Whether this is useful or not depends on the use-case. When you have a stream of objects that come from another system and where the desired uniqueness has no meaning then this feature makes it very easy to consolidate that stream correctly in aggregate instances. However, when duplicates could be created accidentally, this feature would promote the overwriting of data from different users. In that case it is better to add a unique index to the MongoDB aggregate collection.
When you use this feature, the Kafka topic with the purpose unique
should exist. You should also make sure all commands have the fields that constitute the unique expression.
Unique expressions involving only one scalar field are very simple. The expression is then "$<field-name>"
. Sometimes, however, uniqueness can depend on several fields. You could write an expression that turns this into some scalar value, but that wouldn't be efficient. You could not make use of a MongoDB index. Therefore, a unique expression is also allowed to be a JSON object. You would write the expression like this:
{
"field1": "$field1",
"field2": "$field2"
}
As with scalar values the field references are used to extract the values from the command. The result is a plain equality expression for MongoDB.
Access Control
Next to role-based and function-based access control it is sometimes also necessary to manage access to individual aggregate instances. A user may, for example, be allowed to issue a certain command to a certain type of aggregate, but not necessarily to all instances of that type.
The aggregate part checks if the field _acl
is present in the current state of an aggregate instance. Without the field the command is allowed. Otherwise it should contain a subobject, where each field is the name of a command. The value is an array of role names, which is matched with the field /_jwt/roles
in the command. If the intersection is not empty then the command is good to go. If there is no field in _acl
that corresponds to the command then the fallback field write
is tried. If that is also not available then the command is allowed. If the /_jwt/sub
field is system
, then the command is always allowed.
In the following example there are constraints for the commands get
and put
.
{
...
"_acl": {
"get": ["get_role"],
"put": ["put_role"]
}
...
}
The following command would be denied because the user who sent it doesn't have the put_role
:
{
"_id": "21f38d06-cbc2-4ec4-9c1c-271285776cc7",
"_corr": "e4179cf3-886a-4457-8d18-94cf0db7f760",
"_type": "plusminus-counter",
"_command": "put",
"_jwt": {
"sub": "memyselfandi",
"roles": ["get_role"]
},
"value": 0
}
The HTTP API
JSON Streams doesn't have an API. It only works with Kafka topics. It is, however, possible to interact with managed state in a generic way. The repository pincette-jes-http is an example of an HTTP-server that provides this. It's a light weight process you can spin up with a port.
An Example
The following example is the aggregate plusminus-counter
. It has the commands plus
, minus
and put
. All have an effect on the field value
.
---
application: "plusminus"
version: "1.0"
parts:
- type: "aggregate"
aggregateType: "plusminus-counter"
commands:
plus:
reducer: "plus.jslt"
validator: "validate_plus.yml"
minus:
reducer: "minus.jslt"

Some records
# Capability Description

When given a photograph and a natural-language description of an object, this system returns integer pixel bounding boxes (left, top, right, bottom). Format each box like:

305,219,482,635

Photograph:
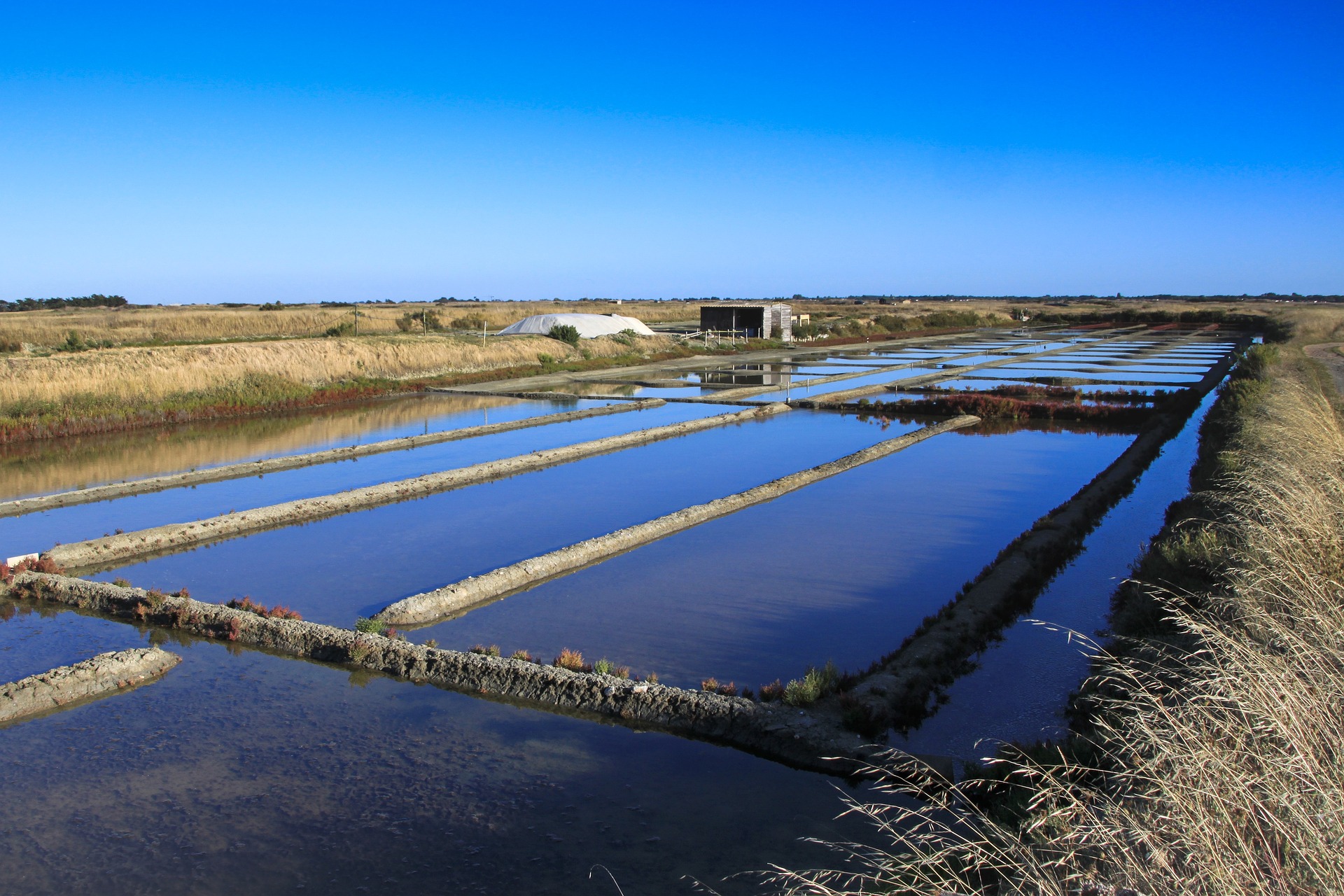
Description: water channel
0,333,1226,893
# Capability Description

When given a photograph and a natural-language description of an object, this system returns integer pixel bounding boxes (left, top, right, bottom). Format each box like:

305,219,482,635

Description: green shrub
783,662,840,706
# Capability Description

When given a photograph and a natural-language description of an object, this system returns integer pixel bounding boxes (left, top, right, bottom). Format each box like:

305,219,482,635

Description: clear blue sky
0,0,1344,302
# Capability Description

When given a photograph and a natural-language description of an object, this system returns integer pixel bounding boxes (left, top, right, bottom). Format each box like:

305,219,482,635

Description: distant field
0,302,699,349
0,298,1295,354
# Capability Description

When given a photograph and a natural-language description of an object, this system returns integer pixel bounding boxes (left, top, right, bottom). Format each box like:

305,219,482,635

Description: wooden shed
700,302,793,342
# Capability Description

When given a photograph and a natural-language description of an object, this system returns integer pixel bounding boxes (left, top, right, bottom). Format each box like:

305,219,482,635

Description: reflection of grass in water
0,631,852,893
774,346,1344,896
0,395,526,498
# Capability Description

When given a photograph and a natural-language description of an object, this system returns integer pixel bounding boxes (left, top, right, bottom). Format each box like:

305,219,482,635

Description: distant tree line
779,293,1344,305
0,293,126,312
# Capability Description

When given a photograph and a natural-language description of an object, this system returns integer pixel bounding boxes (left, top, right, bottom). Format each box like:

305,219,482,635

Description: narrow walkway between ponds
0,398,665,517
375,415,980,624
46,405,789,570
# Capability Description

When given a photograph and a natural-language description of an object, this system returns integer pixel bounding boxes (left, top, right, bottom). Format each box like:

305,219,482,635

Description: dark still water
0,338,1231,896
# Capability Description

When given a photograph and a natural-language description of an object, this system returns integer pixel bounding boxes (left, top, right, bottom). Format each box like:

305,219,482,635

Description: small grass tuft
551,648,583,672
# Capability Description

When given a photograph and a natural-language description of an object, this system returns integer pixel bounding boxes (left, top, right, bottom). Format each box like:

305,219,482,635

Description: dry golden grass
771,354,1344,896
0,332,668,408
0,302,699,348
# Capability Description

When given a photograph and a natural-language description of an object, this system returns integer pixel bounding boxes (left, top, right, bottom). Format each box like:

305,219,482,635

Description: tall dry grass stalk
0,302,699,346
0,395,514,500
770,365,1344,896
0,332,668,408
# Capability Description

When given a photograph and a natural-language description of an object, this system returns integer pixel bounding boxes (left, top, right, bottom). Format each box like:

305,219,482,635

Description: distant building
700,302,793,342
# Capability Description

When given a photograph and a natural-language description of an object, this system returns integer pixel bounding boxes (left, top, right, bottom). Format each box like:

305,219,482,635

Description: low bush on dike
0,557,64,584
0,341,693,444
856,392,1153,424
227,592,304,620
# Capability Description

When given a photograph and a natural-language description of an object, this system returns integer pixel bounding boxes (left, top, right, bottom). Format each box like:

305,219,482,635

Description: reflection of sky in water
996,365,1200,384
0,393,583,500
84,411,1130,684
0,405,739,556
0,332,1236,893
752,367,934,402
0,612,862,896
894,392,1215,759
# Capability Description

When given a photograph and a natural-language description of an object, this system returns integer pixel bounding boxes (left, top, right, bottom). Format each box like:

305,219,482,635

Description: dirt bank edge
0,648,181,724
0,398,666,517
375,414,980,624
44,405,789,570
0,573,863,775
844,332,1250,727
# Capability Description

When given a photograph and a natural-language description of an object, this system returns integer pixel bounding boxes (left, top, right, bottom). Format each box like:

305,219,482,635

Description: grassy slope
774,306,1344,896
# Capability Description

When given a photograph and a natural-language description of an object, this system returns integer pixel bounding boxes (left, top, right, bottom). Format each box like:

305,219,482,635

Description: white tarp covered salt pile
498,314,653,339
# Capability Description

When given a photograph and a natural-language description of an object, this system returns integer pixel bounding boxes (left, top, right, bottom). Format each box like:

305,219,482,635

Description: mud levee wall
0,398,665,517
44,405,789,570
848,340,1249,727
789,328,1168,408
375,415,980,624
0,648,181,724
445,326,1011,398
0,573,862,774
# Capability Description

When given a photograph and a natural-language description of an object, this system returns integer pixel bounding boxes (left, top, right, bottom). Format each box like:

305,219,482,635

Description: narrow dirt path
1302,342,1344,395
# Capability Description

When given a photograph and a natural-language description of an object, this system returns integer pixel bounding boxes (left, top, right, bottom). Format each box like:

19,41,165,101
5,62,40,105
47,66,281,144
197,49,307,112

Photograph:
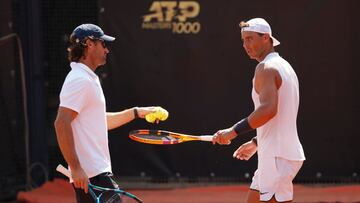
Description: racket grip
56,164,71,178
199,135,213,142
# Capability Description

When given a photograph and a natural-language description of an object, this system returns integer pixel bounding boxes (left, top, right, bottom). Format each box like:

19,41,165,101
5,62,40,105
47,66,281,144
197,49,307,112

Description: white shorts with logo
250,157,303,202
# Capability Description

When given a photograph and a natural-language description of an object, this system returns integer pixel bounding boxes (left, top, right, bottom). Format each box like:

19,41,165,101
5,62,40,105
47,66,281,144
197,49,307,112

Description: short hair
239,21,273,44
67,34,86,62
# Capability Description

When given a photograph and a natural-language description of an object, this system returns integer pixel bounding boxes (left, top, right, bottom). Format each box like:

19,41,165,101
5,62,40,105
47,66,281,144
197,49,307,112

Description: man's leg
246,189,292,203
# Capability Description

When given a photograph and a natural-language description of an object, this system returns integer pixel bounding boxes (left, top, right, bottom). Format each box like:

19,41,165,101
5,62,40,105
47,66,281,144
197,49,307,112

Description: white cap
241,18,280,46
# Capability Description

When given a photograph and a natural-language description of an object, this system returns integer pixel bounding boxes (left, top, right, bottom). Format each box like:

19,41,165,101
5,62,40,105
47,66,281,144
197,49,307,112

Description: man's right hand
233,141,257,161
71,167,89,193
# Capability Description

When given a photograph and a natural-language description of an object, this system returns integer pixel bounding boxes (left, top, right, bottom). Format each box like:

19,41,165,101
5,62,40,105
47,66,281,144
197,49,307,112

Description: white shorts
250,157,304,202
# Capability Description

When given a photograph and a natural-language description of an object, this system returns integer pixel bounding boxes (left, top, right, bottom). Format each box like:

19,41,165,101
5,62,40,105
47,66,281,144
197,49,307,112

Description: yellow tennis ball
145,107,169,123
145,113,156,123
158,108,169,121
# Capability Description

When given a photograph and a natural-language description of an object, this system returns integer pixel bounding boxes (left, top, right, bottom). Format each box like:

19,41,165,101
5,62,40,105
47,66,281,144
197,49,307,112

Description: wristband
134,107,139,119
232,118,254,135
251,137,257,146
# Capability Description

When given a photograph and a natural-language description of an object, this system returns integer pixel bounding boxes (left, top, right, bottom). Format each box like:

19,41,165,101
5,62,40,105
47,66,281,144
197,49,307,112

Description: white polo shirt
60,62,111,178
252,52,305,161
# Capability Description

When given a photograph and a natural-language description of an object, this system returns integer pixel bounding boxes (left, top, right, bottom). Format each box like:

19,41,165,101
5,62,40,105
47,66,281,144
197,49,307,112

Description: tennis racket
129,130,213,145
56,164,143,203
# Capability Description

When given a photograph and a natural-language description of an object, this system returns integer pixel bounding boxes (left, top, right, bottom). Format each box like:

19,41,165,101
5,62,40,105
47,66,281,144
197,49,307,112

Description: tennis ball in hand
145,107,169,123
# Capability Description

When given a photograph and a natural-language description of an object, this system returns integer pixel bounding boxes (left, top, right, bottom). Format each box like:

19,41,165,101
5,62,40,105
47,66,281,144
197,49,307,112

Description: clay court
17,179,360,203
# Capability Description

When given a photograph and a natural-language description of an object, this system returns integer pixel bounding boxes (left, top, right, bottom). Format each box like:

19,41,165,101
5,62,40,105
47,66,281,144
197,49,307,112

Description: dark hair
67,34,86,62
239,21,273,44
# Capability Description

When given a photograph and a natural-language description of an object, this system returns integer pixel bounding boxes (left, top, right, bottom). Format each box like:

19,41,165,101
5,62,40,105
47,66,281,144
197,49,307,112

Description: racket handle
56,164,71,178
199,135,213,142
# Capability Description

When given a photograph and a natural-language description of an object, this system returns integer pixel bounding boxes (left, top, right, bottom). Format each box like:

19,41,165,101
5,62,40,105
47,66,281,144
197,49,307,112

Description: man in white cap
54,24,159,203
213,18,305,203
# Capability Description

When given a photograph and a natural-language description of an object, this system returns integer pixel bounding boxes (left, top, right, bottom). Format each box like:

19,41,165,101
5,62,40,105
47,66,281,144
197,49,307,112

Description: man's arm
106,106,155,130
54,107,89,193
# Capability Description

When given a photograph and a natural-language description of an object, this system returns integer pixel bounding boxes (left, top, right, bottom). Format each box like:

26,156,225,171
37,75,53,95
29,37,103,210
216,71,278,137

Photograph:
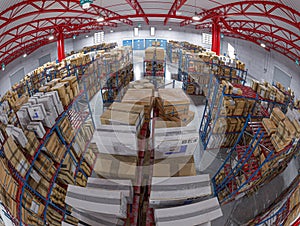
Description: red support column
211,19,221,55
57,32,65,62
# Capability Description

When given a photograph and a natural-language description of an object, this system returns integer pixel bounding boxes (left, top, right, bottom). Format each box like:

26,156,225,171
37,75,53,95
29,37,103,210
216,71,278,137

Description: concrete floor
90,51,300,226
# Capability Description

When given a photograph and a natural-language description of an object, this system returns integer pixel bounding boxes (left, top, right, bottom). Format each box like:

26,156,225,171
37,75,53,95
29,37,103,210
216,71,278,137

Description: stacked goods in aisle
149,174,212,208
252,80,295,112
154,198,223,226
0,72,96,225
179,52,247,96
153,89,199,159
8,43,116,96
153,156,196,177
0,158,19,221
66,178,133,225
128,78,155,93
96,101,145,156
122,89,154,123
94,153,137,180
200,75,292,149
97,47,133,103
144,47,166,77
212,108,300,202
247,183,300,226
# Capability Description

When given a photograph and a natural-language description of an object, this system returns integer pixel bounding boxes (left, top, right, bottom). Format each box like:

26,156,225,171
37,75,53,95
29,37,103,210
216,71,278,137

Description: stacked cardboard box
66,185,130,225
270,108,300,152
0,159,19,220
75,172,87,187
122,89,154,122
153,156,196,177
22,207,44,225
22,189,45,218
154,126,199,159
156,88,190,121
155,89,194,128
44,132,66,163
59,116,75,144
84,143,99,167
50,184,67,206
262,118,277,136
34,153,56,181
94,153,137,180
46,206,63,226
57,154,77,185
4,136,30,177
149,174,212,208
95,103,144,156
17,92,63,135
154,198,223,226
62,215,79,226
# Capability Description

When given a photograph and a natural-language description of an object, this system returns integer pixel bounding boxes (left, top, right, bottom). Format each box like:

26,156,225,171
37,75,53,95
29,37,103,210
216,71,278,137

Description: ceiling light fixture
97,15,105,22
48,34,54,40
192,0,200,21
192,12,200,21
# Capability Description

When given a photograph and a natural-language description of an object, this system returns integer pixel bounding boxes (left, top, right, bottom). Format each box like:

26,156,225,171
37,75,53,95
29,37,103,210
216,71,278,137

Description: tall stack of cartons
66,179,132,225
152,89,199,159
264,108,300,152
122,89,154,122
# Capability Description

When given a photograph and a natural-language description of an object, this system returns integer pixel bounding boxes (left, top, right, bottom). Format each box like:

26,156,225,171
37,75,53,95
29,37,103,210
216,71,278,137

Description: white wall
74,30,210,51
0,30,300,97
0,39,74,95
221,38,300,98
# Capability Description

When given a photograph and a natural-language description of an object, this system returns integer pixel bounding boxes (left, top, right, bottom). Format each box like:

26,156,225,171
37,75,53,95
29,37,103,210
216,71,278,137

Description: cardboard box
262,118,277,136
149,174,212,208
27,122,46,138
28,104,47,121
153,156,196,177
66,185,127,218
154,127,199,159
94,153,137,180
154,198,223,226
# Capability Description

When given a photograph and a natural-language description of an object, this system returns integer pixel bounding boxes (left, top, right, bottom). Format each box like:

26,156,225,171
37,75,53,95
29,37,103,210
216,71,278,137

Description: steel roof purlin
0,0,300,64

■ Task list:
1. According to the provided text, what value of the /_jwt/sub field causes a command to always be allowed?
2. Please count the lines in the listing that contain the string "shorts".

■ Answers to the exercises:
1. The value system.

2. 2